# 作業課題 1:
ファラオの呪いとカビの抜粋から、「毒から薬へ:カビから生まれたがん治療薬」から「性質を変えることができます。」まで(両端の語句を含む)を一字一句そのまま書き写してください。
# 作業課題 2:
ファラオの呪いとカビの抜粋について、最後の文に続く部分を書き記してください。

1920年代、エジプト・ルクソール近郊でツタンカーメン王の墓が発掘された際、関わった考古学者のうち数人が、発掘から数週間~数カ月のうちに原因不明の病気で亡くなりました。その不可解な死は、当時「ファラオの呪い」として新聞をにぎわせました。しかし、医学の進歩とともに明らかになったのは、ある微生物の存在です。
死の原因として浮かび上がったのは「アスペルギルス・フラバス(Aspergillus flavus)」という有毒カビでした。このカビは土の中や古い建物、長年密閉された空間に潜み、胞子として空中に漂います。吸い込むことで肺に感染症を引き起こすことが知られており、特に免疫が弱っている人にとっては命に関わることもあります。
その後も、このカビが関係していると思われる死亡例が世界各地で報告されています。1970年代には、ポーランドで王族の墓を発掘していた科学者12人のうち10人が、調査後まもなく命を落としました。墓の内部からは、やはりアスペルギルス・フラバスが検出されたのです。この黄色い胞子を放つカビは、いまや“ファラオの呪いの正体”として認識されています。
毒から薬へ:カビから生まれたがん治療薬
そんな“死のカビ”が、一転してがんを倒す武器として脚光を浴びることになりました。ペンシルベニア大学の研究チームは、アスペルギルス・フラバスから取り出した化学物質に注目し、「リップス(RiPPs)」と呼ばれる特殊なペプチド分子を発見しました。このペプチドは細胞内のタンパク質工場であるリボソームによって作られ、化学的に手を加えることで性質を変えることができます。

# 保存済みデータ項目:

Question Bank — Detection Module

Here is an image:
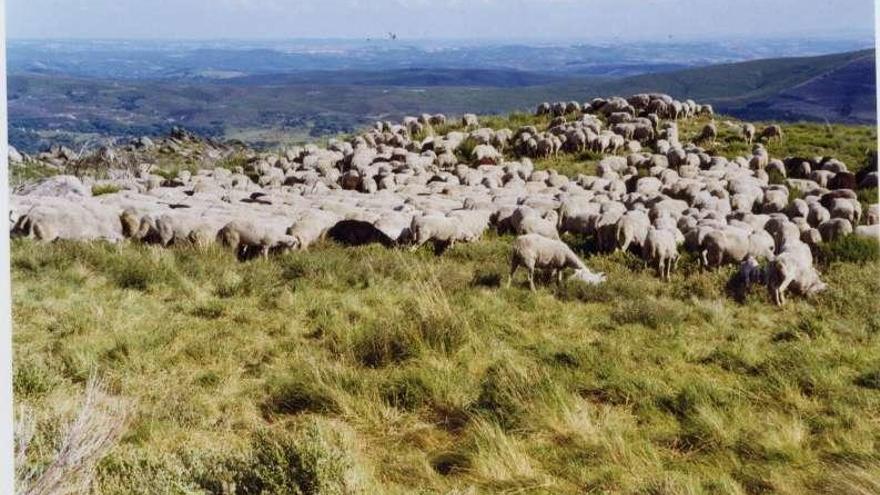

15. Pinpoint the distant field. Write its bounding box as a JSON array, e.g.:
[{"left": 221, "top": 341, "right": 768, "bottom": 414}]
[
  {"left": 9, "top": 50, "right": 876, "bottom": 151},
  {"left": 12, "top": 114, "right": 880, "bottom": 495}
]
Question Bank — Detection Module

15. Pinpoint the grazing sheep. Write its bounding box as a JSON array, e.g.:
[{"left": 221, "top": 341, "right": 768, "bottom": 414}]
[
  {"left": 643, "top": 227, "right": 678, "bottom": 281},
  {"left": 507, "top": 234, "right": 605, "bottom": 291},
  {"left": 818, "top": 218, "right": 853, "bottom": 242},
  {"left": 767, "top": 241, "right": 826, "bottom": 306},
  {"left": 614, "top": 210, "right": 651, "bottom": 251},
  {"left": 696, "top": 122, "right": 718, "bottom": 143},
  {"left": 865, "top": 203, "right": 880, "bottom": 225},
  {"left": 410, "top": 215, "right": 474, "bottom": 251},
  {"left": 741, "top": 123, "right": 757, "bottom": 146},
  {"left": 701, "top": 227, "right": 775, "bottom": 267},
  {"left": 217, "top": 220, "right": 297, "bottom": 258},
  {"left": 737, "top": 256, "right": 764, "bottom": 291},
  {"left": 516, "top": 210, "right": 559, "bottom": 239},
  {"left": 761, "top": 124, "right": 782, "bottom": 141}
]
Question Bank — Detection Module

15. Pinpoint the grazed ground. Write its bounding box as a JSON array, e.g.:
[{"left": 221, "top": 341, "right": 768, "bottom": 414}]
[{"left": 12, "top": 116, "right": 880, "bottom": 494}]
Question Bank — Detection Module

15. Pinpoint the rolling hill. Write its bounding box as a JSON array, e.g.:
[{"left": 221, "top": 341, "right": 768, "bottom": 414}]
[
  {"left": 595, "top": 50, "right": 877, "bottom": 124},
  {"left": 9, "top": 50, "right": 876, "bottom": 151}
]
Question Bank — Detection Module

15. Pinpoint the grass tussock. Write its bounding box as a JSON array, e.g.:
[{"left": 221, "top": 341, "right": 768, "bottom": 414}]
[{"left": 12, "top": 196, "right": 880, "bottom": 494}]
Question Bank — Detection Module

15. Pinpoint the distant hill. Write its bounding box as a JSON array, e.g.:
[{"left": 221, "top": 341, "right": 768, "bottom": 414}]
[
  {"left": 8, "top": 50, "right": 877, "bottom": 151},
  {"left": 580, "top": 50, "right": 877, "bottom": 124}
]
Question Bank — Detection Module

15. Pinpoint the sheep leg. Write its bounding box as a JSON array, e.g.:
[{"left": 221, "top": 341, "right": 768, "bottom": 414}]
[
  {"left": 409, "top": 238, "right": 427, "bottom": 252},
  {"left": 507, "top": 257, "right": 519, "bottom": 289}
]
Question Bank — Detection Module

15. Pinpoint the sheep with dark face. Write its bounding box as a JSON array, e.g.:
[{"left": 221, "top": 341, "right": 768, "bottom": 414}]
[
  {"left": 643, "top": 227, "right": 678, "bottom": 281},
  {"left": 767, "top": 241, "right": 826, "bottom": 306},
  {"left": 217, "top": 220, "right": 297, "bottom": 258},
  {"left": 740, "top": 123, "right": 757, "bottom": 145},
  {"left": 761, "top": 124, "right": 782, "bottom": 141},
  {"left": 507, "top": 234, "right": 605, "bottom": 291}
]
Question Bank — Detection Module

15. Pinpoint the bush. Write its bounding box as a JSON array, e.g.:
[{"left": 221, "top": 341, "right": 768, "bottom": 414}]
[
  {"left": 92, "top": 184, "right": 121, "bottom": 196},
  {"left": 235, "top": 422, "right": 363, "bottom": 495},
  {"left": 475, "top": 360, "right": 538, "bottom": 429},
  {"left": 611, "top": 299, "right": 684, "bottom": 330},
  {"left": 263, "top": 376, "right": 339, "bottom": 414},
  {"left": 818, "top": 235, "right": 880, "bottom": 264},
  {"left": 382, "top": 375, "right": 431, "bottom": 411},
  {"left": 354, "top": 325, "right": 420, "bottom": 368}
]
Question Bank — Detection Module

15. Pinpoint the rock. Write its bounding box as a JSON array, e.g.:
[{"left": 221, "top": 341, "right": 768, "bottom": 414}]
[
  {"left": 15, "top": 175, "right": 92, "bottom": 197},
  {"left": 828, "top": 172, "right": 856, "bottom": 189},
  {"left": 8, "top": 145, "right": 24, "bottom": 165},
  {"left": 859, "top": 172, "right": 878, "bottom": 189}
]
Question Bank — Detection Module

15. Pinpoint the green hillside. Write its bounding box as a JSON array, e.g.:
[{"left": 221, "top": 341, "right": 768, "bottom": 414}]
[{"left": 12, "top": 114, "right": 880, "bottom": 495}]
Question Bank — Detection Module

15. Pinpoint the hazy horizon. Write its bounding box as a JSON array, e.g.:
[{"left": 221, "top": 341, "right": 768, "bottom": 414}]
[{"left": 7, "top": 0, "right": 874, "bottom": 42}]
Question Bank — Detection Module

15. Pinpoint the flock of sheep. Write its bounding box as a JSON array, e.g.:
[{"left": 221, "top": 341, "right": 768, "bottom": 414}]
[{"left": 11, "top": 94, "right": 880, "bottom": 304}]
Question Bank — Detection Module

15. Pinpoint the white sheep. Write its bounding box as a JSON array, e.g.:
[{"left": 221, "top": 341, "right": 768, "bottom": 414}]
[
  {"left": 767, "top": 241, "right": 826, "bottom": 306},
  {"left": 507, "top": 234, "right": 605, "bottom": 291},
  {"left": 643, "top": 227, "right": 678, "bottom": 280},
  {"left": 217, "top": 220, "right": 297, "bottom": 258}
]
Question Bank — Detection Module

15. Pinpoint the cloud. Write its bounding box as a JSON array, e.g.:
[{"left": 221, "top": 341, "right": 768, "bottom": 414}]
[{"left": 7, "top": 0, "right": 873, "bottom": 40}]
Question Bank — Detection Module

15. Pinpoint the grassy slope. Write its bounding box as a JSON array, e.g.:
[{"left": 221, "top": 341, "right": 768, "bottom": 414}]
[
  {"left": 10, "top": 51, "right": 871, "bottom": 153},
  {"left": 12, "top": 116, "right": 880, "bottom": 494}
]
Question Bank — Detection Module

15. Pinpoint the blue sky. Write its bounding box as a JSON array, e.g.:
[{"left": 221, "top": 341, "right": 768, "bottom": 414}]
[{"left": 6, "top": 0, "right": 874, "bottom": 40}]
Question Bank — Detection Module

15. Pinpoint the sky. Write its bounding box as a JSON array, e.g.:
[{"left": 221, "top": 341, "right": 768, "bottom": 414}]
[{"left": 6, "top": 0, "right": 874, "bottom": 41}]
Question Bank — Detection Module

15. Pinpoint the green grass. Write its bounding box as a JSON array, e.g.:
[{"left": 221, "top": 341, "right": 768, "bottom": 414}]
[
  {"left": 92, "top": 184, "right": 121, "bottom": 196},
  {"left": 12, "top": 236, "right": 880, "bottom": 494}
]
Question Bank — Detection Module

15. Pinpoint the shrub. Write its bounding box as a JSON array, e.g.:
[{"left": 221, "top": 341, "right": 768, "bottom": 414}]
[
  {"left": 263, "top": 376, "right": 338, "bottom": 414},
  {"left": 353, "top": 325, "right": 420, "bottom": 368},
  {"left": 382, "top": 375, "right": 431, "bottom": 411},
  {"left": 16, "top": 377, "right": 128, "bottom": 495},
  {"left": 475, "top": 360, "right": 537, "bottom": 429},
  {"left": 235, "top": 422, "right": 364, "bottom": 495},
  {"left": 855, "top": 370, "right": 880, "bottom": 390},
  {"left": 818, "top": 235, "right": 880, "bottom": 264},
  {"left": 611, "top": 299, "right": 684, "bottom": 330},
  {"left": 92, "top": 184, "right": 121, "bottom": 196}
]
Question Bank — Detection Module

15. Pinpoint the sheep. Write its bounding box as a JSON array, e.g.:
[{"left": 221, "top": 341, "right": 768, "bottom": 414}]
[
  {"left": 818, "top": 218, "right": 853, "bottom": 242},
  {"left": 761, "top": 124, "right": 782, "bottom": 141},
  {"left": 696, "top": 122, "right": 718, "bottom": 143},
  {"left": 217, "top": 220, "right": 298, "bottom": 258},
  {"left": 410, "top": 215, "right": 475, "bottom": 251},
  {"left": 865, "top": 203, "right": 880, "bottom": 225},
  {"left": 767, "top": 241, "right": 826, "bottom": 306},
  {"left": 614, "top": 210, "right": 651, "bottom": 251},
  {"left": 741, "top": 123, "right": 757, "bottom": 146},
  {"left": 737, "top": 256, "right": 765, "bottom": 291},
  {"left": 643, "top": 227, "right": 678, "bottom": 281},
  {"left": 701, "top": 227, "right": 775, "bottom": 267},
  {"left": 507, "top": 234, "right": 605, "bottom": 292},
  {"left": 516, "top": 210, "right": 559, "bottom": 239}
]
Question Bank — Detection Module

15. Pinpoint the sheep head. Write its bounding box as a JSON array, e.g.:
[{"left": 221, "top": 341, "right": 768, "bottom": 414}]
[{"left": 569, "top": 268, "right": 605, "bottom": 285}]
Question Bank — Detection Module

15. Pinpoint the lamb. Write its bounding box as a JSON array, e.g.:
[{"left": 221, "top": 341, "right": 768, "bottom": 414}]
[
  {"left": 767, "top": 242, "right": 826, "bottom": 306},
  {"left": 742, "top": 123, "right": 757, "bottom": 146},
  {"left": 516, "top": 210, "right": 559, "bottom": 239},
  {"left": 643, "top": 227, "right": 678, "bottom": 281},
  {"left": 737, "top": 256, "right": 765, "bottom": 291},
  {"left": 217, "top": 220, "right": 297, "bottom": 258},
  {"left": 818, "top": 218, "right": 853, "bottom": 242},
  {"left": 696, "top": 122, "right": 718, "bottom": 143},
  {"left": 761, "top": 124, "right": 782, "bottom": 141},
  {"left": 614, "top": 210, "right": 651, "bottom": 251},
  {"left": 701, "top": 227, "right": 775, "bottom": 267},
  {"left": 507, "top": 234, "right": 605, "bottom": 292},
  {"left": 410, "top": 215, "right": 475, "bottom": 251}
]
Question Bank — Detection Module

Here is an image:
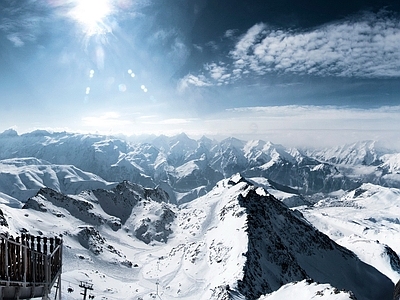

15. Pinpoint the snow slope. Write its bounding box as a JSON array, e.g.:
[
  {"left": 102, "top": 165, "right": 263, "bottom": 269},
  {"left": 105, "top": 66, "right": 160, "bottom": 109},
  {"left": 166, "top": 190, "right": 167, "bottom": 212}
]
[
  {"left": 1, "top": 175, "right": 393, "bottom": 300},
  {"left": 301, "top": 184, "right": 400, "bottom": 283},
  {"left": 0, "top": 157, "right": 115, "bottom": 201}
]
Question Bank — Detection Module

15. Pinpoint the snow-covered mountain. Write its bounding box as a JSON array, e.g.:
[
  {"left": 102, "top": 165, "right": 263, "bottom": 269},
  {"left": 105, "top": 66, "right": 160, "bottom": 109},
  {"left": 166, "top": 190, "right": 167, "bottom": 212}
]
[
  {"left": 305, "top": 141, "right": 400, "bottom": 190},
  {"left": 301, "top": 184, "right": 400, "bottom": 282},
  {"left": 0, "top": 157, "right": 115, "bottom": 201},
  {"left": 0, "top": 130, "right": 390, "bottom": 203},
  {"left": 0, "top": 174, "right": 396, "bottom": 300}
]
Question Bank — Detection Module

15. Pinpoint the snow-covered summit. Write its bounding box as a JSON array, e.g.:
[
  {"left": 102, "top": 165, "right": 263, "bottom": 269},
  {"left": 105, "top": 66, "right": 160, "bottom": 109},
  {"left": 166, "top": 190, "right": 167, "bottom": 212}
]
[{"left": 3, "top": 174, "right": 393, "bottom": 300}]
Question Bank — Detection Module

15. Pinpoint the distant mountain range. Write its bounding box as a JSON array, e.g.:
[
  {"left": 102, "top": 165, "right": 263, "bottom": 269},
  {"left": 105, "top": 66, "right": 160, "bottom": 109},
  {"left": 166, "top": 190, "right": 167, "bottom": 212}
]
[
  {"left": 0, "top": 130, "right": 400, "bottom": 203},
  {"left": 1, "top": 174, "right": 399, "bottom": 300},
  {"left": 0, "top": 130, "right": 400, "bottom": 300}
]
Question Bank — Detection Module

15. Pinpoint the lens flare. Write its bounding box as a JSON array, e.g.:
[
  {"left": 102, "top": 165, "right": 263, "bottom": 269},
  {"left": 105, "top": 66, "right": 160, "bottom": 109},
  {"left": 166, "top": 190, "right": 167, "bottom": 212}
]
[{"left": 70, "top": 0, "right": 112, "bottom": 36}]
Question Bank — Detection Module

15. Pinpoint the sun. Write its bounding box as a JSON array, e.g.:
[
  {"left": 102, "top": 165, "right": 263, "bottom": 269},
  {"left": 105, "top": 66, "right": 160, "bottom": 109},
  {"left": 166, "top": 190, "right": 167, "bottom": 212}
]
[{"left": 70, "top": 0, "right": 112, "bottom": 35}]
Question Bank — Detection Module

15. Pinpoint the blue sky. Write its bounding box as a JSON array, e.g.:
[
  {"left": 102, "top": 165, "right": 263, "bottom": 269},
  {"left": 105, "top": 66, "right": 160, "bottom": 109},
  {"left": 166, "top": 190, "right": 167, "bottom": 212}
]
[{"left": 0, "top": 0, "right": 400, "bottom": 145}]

# 回答 1:
毒から薬へ:カビから生まれたがん治療薬
そんな“死のカビ”が、一転してがんを倒す武器として脚光を浴びることになりました。ペンシルベニア大学の研究チームは、アスペルギルス・フラバスから取り出した化学物質に注目し、「リップス(RiPPs)」と呼ばれる特殊なペプチド分子を発見しました。このペプチドは細胞内のタンパク質工場であるリボソームによって作られ、化学的に手を加えることで性質を変えることができます。

# 回答 2:
チームはこのペプチドを人工的に改変し、白血病のがん細胞に対する働きを実験しました。その結果、4種類の新しい分子のうち2つが強い抗がん作用を示し、これらは「アスペリジマイシン(asperigimycins)」と名付けられました。
さらに、アスペリジマイシンに脂質を結合させた変異体を作成し、薬の効果を高めることに成功しました。この新しい化合物は、白血病の標準治療薬である「シタラビン」や「ダウノルビシン」と同等の効果を示しました。
研究者たちは、アスペリジマイシンががん細胞の細胞分裂を止める力があることも発見しました。この薬は、がん細胞の分裂装置である微小管の形成を妨げ、がんの増殖を食い止める作用があります。特筆すべきは、この薬が白血病細胞に対してだけ強く働き、他の正常細胞や細菌にはほとんど影響を与えない点です。
現在、研究チームは動物実験への移行を準備しており、将来的には人間への臨床試験を目指しています。かつて「呪い」として恐れられてきた古代のカビが、最先端の医療を切り開く手がかりになるという、科学によるドラマが現実のものとなりつつあります。